(Description of the task) Only the pictures are to be left out, and the rest of the entries should be reproduced exactly.

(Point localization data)
****

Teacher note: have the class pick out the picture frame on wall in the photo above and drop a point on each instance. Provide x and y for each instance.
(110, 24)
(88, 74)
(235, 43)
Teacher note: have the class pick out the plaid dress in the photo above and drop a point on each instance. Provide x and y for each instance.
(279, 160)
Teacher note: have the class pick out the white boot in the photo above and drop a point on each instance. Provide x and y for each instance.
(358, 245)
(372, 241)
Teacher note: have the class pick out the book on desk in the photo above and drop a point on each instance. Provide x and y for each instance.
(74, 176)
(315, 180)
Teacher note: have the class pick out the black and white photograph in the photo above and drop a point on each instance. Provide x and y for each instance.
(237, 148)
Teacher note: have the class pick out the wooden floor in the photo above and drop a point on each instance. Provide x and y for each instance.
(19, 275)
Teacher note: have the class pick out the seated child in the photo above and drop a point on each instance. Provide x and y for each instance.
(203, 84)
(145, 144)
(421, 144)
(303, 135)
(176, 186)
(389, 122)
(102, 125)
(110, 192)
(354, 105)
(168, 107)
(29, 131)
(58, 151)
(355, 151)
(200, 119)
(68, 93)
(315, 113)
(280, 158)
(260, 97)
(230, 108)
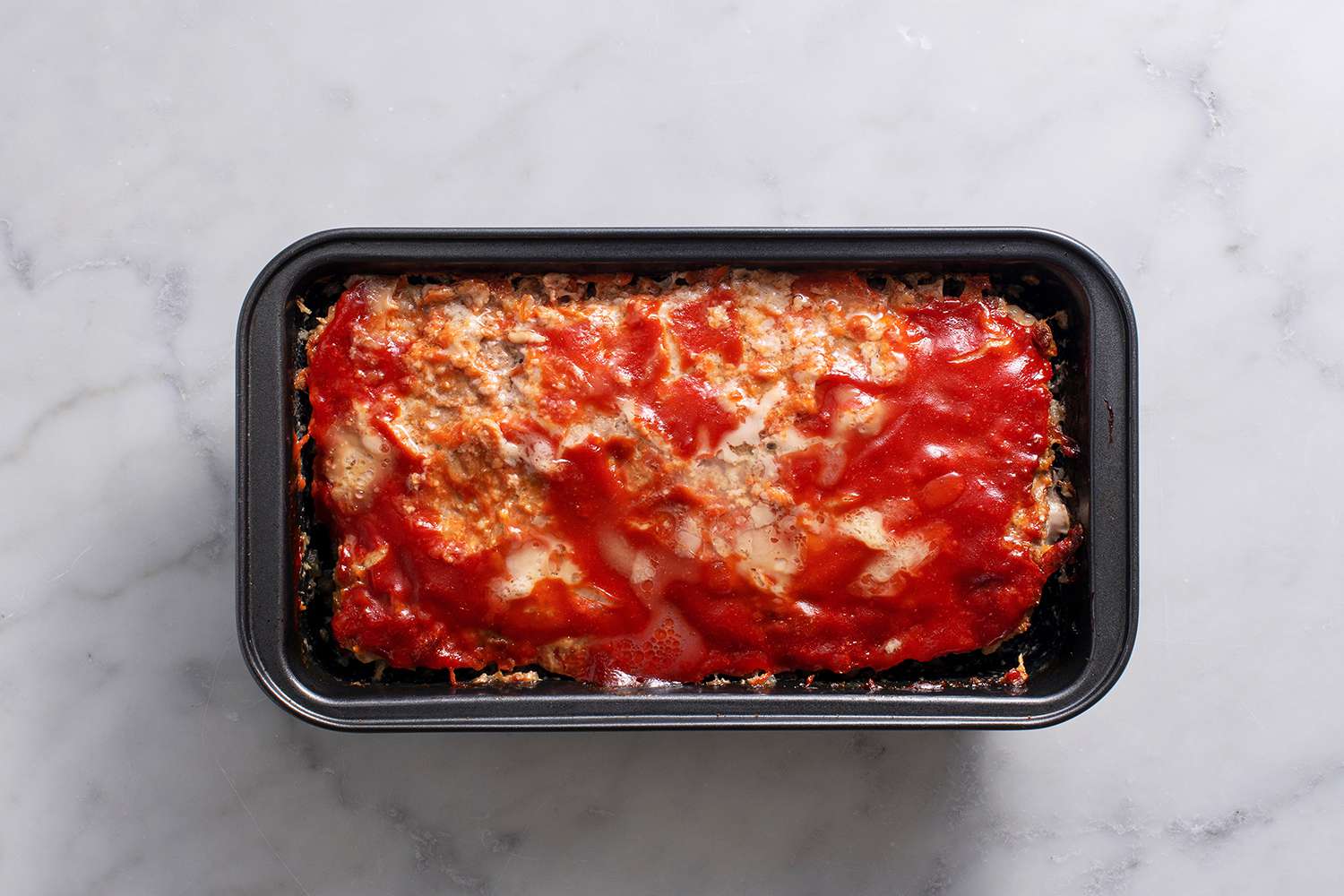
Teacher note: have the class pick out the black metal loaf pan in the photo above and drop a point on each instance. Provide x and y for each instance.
(1081, 635)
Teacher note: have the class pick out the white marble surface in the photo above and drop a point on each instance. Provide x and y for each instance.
(153, 158)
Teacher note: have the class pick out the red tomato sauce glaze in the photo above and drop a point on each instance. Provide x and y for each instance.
(948, 463)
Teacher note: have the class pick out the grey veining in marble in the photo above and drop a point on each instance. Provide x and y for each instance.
(155, 156)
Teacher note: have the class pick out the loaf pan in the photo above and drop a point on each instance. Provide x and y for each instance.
(1081, 635)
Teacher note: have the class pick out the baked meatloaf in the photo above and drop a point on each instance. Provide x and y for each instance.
(719, 471)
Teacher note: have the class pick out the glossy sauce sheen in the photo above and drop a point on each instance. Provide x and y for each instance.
(916, 532)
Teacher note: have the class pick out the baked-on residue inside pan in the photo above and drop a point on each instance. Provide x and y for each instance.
(699, 349)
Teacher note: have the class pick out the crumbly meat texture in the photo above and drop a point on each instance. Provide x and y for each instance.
(718, 471)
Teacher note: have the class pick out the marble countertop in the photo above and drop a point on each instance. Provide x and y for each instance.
(155, 159)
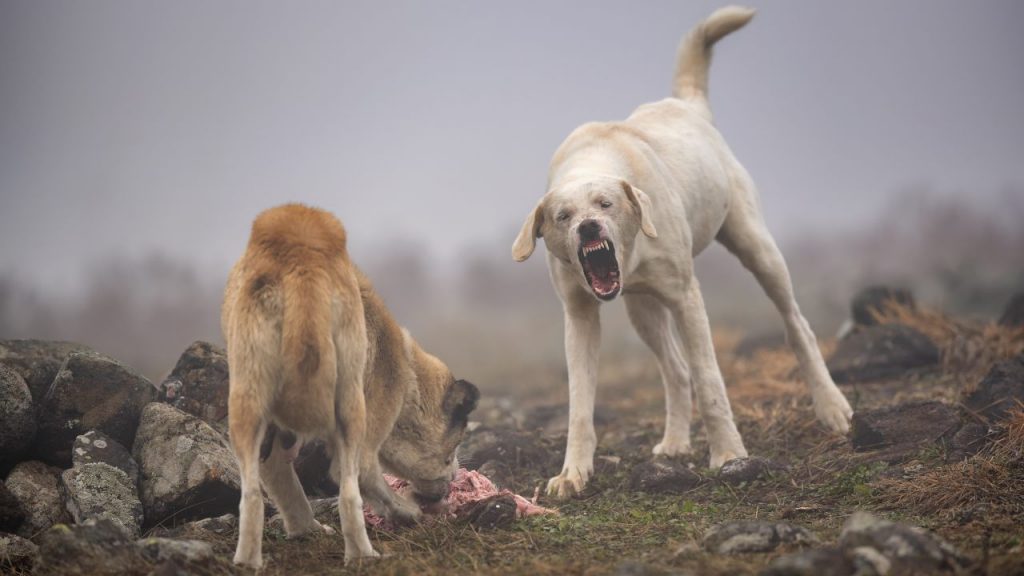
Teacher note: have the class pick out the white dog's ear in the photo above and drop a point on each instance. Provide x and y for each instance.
(642, 204)
(526, 241)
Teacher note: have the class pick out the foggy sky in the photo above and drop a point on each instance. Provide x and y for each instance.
(133, 127)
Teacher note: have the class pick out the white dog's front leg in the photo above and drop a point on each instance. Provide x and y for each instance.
(583, 340)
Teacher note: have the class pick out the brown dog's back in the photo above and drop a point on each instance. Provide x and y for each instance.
(290, 294)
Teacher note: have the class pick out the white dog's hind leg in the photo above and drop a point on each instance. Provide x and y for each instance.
(652, 322)
(747, 237)
(583, 340)
(688, 309)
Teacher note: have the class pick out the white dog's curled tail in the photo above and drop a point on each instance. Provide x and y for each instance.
(694, 52)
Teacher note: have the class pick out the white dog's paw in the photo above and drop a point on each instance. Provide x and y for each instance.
(719, 458)
(672, 447)
(834, 411)
(570, 482)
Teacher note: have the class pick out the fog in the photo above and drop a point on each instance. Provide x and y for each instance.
(138, 140)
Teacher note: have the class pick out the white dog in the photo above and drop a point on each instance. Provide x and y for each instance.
(628, 207)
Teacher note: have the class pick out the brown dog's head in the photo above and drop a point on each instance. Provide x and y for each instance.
(432, 422)
(591, 225)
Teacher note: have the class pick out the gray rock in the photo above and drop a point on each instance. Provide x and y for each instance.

****

(Written reply)
Teacher note: have the class pick out the picture frame on wall in the photo above and drop a point on each instance. Provide x and y for each instance.
(110, 24)
(88, 74)
(235, 43)
Teacher note: have the class pick out the plaid dress in the photo above and drop a point on each instance. Provide x and y for each instance.
(279, 160)
Teacher note: have the class pick out the white boot in the photo above and drop a point on each instance. Provide x and y for each instance.
(358, 245)
(372, 241)
Teacher note: have the class pick out the book on desk in the photo above and drop a point on each instance. Provide x and y for each instance.
(74, 176)
(315, 180)
Teacher note: have the class pick out the black and white photograph in the photo above and drop a point on each instance. Provide x and y for each instance.
(237, 148)
Teacher note: have the class pick out the wooden floor in the photo above and drop a point on each instance. Provide x and y for each instance.
(19, 275)
Teacher note: have the class pick out the seated child in the photo above and drop a point on each instance. Provide x and y for each instance.
(203, 84)
(145, 144)
(421, 144)
(303, 135)
(176, 186)
(389, 122)
(102, 125)
(110, 192)
(354, 105)
(168, 107)
(29, 131)
(58, 151)
(355, 151)
(200, 119)
(68, 93)
(315, 113)
(280, 158)
(260, 97)
(230, 108)
Teacher note: have the class pick out the black metal loaf pan in the photo above and drop a point on each instance. Provide x and y for each instance.
(1081, 635)
Teacher note: have the class pick out the white marble surface in the photo above and drop a point on each instance. Provide x and y for each instance.
(153, 158)
Teacher note: have the class pick out the red tomato sauce glaze in the photo above and drop a point on each instance. Provide x and y for each instance.
(948, 463)
Teacher note: have the class pick out the grey veining in marble in the photo above and drop a point on each instance. Provide x and y for each instance.
(155, 156)
Teacher note: have the class pick out the loaf pan in the photo above and drop a point on each instance. Provide x and y for each instance.
(1081, 635)
Teacher note: have the class pick out the baked meatloaf in the photo above and drop a point on each instance. Provide x and y for each instance.
(719, 471)
Teacher note: have the class pick out the glossy sauce sheen in the photo above and drop a point on each instance. Provide x and y for each instance.
(916, 532)
Teacher note: have the class pick out the baked-on residue inside pan in the photo above and drop a point on each instance. Provide x and y for each instance.
(699, 349)
Teacher note: have the class pick out the crumbly meat texture in the photo above and drop a point on each instance. Provide x and y for each instance.
(718, 471)
Teacher note: have the class pick out the marble countertop in the photo above and drop a point on each instance. Provide x and y for each instance.
(155, 159)
Teacher note: have the class pick out the white dog's ear in the photo above and drop a point on each instance. Provide x and y for each instance.
(642, 204)
(526, 241)
Teacher note: have the class pick out the foggy sky in the photo above and drop a point on each instance. Provide x and y for each instance.
(133, 127)
Teacher note: have the class pick out the white dog's front leg in the photo above and drop a point on each instance. Provide x and y for each instance.
(583, 340)
Teacher note: have the class pick out the brown dog's back in the photo above and drop a point on each instance. Provide x and y for each instance.
(290, 294)
Teacher note: have the class pick out the white dog's hind leg in the photo above and drop a point on each instance. Provide x and y for each instance.
(652, 322)
(747, 237)
(583, 340)
(688, 309)
Teacher note: have the class pick out the white dog's curled tail in the photo above and drop a point on each instance. Provide x and y for each instance.
(694, 52)
Teacher note: have the class pick out the white dog's paw in the photo above and drop a point on each instance. Provide x and y for each instance.
(719, 458)
(672, 447)
(834, 411)
(570, 482)
Teacher note: have the class pick out the fog in the photo above and drop a point on each instance. Provide x and y for each instance.
(138, 140)
Teacher note: have the class pick out the white dog in the photo above and drop a point on each instance. Provide x and y for each instance.
(628, 207)
Teacher note: have the class pick out the brown dog's head in the photo above and drop a point on each instance. Provide x and y for each instance.
(432, 422)
(591, 225)
Teacher note: have the class pick out the gray rock in the photo above and drop a point on each instance. Provide x and y for each instance.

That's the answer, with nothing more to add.